Extrait choisi
----

Slim Harpo, précurseur de toute la vague musicale rurale des bayous, ces marais à chaleur moite, bourrés d'alligators et de polk salad, intègre country, r'n'b, soul et country-blues, et les moule dans des structures pop, à la manière d'un Bo Diddley ou d'un Johnny Otis. Il peint son pays avec des rythmiques en scie, des guitares électriques, des percussions à facettes, des harmonicas plaintifs et des voix de rocaille. Il enregistre sur le label Excello du joyeux visionnaire J. D. Miller et devient la locomotive de cet "Excello sound", qui fera connaître Lightnin' Slim, Lonesome Sundown, Lazy Lester ("I'm a lover not a fighter" repris par les Kinks), Silas Hogan, Katie Webster (future pianiste d'Otis Redding)... Tous orfèvres d'un "swamp blues" qui connaîtra en 1968 la consécration mondiale avec "Polk salad Annie" de Tony Joe White.
Bien qu'admirateur fou de Blind Lemon Jefferson dont il se réclame, Harpo est pris de haut par les puristes américains lorsque sort "I'm a king bee" en 1957 (a-t-on jamais entendu un bassiste glisser ainsi ses doigts sur les cordes ??!!). Mais Slim n'en a rien à foutre et se préoccupe avant tout "d'entertainment", préférant de loin la scène aux studios, se régalant de faire bouger son public. C'est l'Angleterre du début des 60's qui lui apporte la reconnaissance. En 1961, la ballade pop "Rainin' in my heart" (qu'auraient pu signer les Everly Brothers) entre dans les charts anglais. Ce jour-là, un bout de l'histoire du rock se décide. Cet américain noir qui déboule avec de la country, du swing, des ballades soul et de la pop dans son blues est en train de baliser la piste d'envol de toute une couvée de jeunes musiciens anglais. Dès 1964, presque tous se réfèrent à Slim Harpo et reprennent ses chansons : les Stones des deux fous de blues Jagger et Richards avec leur premier single ("I'm a king bee" justement !) et un clin d'oeil en titrant leur premier live "Got live if you wan't it" (plus tard ils reprendront "Shake your hips" sur "Exile on main street"), les grands Pretty Things ("Rainin' in my heart"), les Them ("Don't start crying now"), les Kinks ("I got love if you want it"), Dave Edmunds avec Love Sculpture ("Shake your hips") jusqu'aux Moody Blues qui choisissent leur nom d'après un de ses instrumentaux !...
Il aura fallu du temps pour se mettre sous la dent une réédition décente de Slim Harpo. Le label Excello avait déjà fait l'objet aux Usa d'une compilation Rhino en 1990 ("Sound of swamp") qui s'ouvrait magnifiquement par le "Baby scratch my back" de 1966. Cette compilation, la première du genre en France, lui rend donc justice, même si elle a des lacunes : des titres absents ("Buzz me baby", "Buzzin", "Don't start crying now", sa reprise de "Rock me baby" de BB King et Joe Josea et surtout "Shake your hips"), un livret minimal sans note de pochette, mais le préposé à la réalisation du projet n'accorde même pas d'article à Slim Harpo dans l'encyclopédie du blues qu'il a publiée (dont il n'oublie pas de faire de la pub), ceci expliquant sans doute cela.
Si vous aimez les premiers Stones (ceux de "I'm a king bee", dont ils n'avaient pas changé une virgule, de "Mona" ou de "Suzie Q"), Creedence Cleawater Revival, Bo Diddley, Tony Joe White ou même J.J. Cale ("You can't make it" ou "what's going on baby" le frôlent), Slim Harpo le roi du swamp va vous ravir et vous remonter vers la source, avec son blues bercé, constamment fluide, ses batteries discrètes, ses basses élastiques qui rebondissent, son rythme direct, plein de force, ses arrangements précis et simples (même avec des cuivres), tous alliés à la perfection à sa voix laconique, presque espiègle et son phrasé aigu d'harmonica.

----

Données enregistrées
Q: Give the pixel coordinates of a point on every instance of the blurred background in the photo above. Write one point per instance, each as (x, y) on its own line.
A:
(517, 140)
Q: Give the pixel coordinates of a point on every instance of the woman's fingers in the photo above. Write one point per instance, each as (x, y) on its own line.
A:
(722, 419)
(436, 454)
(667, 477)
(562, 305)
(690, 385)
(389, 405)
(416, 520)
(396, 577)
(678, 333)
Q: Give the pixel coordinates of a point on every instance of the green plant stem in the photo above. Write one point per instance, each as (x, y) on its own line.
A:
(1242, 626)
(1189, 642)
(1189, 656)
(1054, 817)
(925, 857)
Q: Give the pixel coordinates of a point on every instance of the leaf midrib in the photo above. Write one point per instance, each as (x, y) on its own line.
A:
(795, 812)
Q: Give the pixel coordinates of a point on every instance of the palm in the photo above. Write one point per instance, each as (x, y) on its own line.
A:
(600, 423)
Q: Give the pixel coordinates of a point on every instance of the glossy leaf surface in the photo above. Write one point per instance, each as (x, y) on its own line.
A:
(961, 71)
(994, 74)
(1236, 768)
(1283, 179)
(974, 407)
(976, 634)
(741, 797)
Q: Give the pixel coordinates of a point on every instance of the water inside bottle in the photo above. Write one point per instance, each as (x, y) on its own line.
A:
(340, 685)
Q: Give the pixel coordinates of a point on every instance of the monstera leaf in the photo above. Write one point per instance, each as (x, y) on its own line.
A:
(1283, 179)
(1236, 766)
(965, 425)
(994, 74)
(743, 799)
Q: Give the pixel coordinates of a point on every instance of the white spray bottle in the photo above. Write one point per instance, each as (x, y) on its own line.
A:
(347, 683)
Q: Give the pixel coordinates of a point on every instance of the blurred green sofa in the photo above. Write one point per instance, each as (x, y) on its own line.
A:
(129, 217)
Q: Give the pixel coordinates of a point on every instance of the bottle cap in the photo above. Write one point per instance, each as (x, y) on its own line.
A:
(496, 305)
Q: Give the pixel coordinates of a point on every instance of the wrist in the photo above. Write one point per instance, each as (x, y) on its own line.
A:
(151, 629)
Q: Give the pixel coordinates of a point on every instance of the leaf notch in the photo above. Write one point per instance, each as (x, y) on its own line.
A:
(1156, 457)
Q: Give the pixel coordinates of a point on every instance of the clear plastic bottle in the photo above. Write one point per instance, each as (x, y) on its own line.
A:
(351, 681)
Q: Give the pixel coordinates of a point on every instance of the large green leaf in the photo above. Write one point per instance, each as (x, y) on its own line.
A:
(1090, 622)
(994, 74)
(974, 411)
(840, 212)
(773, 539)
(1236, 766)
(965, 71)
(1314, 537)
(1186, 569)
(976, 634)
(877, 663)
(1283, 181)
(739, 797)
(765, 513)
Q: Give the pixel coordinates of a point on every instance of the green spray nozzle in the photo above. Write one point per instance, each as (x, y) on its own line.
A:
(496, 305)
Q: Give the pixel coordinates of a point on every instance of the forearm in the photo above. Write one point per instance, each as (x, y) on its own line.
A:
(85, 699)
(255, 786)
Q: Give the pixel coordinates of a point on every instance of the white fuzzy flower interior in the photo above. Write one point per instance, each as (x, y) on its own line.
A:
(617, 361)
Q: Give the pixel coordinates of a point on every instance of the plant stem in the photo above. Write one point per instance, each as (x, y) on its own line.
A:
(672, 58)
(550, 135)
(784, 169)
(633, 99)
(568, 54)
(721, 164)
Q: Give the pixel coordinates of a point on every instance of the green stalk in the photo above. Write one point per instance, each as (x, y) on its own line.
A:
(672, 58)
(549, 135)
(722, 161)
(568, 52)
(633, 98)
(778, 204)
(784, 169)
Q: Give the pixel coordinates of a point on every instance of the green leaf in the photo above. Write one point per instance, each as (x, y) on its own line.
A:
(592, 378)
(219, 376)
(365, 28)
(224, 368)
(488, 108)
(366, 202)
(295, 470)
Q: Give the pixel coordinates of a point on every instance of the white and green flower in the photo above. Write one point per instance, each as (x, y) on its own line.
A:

----

Exercices à traiter
1: Répondez à ces questions sur l'extrait consacré à Slim Harpo :
(a) Sur quel label Slim Harpo enregistre-t-il ?
(b) En quelle année « Rainin' in my heart » entre-t-il dans les charts anglais ?
(c) Quel morceau ouvrait la compilation Rhino « Sound of swamp » ?
2: Recopiez le passage de l'extrait consacré à Slim Harpo qui commence par « Il aura fallu » et va jusqu'à « sans doute cela. ».
Ces données n'ont aucun rôle à jouer ici.

Réponses par exercice
1:
(a) Sur le label Excello.
(b) En 1961.
(c) « Baby scratch my back », de 1966.

2:
Il aura fallu du temps pour se mettre sous la dent une réédition décente de Slim Harpo. Le label Excello avait déjà fait l'objet aux Usa d'une compilation Rhino en 1990 ("Sound of swamp") qui s'ouvrait magnifiquement par le "Baby scratch my back" de 1966. Cette compilation, la première du genre en France, lui rend donc justice, même si elle a des lacunes : des titres absents ("Buzz me baby", "Buzzin", "Don't start crying now", sa reprise de "Rock me baby" de BB King et Joe Josea et surtout "Shake your hips"), un livret minimal sans note de pochette, mais le préposé à la réalisation du projet n'accorde même pas d'article à Slim Harpo dans l'encyclopédie du blues qu'il a publiée (dont il n'oublie pas de faire de la pub), ceci expliquant sans doute cela.